**THE EXERCISE**
Arrange the items below as a two-column CSV with the header item_text,answer and one row for each item. Put the item's text and its answer each in a single quoted field, turning line breaks into spaces.
----
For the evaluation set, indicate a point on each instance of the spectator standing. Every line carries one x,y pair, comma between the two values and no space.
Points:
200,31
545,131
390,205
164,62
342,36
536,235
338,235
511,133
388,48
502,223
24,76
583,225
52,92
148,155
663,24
----
**RESPONSE**
item_text,answer
"For the evaluation set, indicate a point on each instance of the spectator standing. Every line carries one x,y pair, comma between the two values and no space. Points:","200,31 545,131 390,205 164,62 342,36 536,235 338,235 511,133 388,48 502,223 24,76 583,225 52,92 148,155 663,24"